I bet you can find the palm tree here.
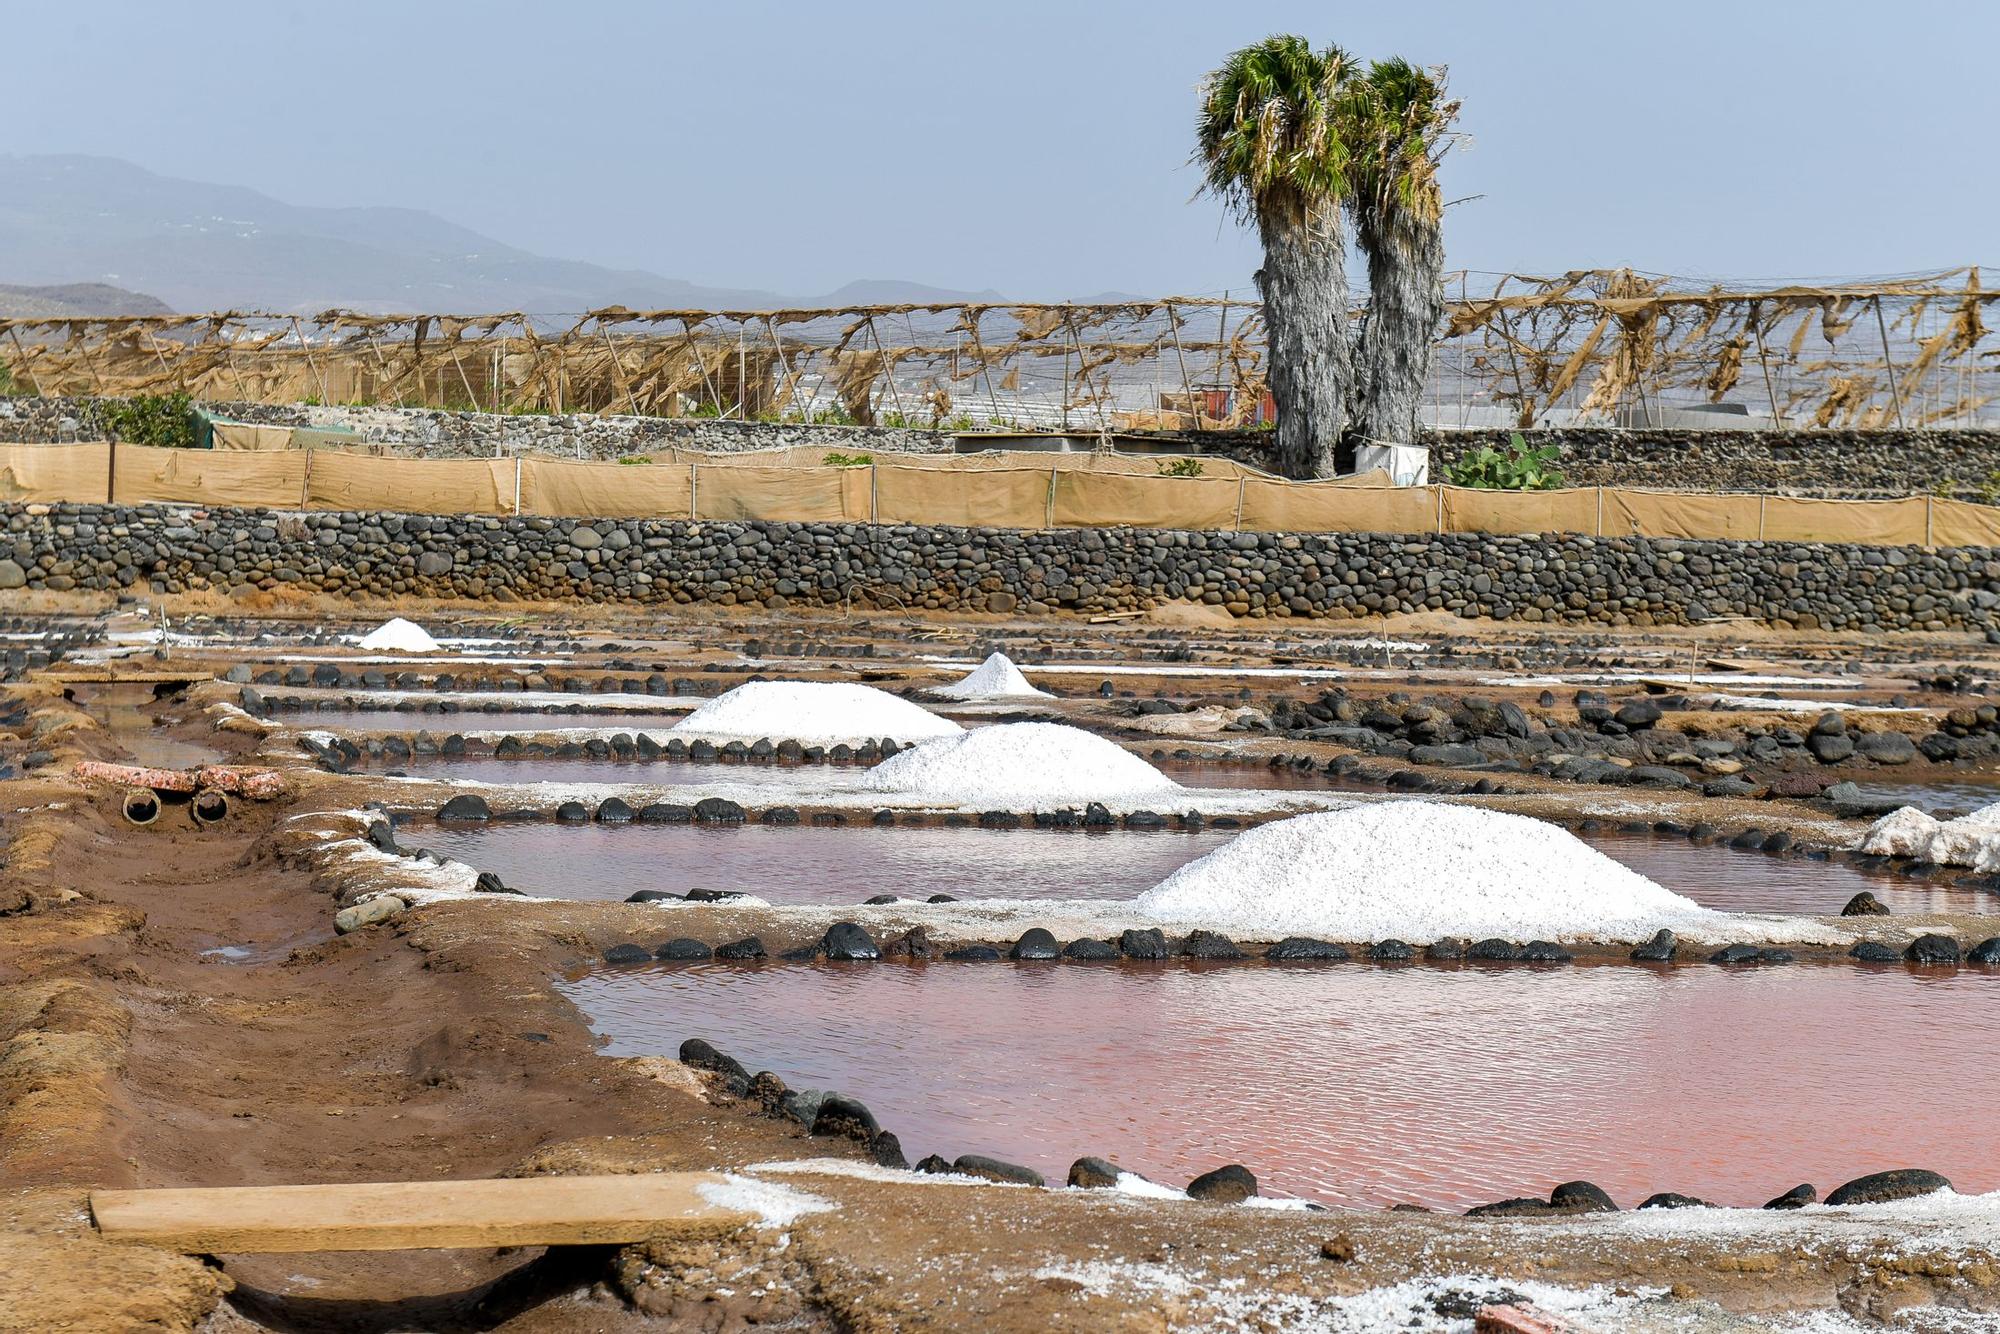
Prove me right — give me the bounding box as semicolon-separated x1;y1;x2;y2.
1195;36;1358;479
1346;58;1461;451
━━━
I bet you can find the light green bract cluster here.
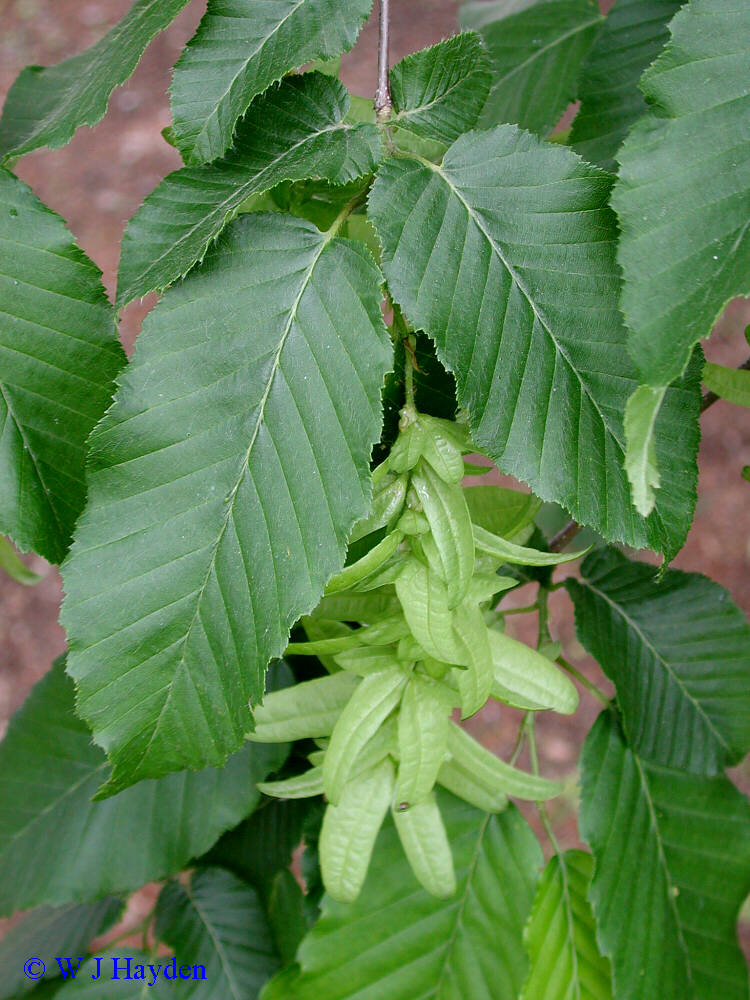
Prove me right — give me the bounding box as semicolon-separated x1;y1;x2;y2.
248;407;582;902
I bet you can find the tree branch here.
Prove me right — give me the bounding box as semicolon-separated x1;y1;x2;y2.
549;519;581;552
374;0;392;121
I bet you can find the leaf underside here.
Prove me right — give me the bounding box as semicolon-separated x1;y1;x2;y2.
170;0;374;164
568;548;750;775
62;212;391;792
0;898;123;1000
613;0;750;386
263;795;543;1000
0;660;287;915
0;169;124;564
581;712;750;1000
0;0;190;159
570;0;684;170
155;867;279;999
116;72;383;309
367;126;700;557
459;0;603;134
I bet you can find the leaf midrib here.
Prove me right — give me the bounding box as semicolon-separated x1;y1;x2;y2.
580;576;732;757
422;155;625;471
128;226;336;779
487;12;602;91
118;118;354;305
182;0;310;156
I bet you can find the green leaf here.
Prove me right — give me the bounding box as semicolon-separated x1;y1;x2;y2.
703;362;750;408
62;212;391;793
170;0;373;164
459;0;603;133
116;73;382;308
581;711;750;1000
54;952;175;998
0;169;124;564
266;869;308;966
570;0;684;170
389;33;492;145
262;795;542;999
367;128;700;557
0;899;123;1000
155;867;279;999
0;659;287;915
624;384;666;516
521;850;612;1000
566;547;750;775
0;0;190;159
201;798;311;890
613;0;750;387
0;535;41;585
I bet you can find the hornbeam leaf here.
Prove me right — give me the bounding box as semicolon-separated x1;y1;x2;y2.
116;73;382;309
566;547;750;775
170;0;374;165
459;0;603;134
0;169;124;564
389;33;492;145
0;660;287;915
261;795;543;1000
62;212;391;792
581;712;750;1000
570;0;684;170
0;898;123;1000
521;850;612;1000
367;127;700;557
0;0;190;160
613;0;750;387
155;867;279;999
━━━
## WHAT YOU SHOULD DO
Give back exactly the lines above, from the line containing "I bet you can find the leaf midrib here." through the line containing "I bet you can find the green leaf here.", with both end lines and nothing more.

## REPLY TO THE EXERCISE
I bet you can find the leaf midrib here.
Prove me right — give me the bounding box as semicolon-separated x1;y1;x2;y2.
580;576;732;757
422;155;625;471
128;226;336;779
487;12;602;91
118;118;354;305
182;0;310;156
I bet you can find the green leaf here.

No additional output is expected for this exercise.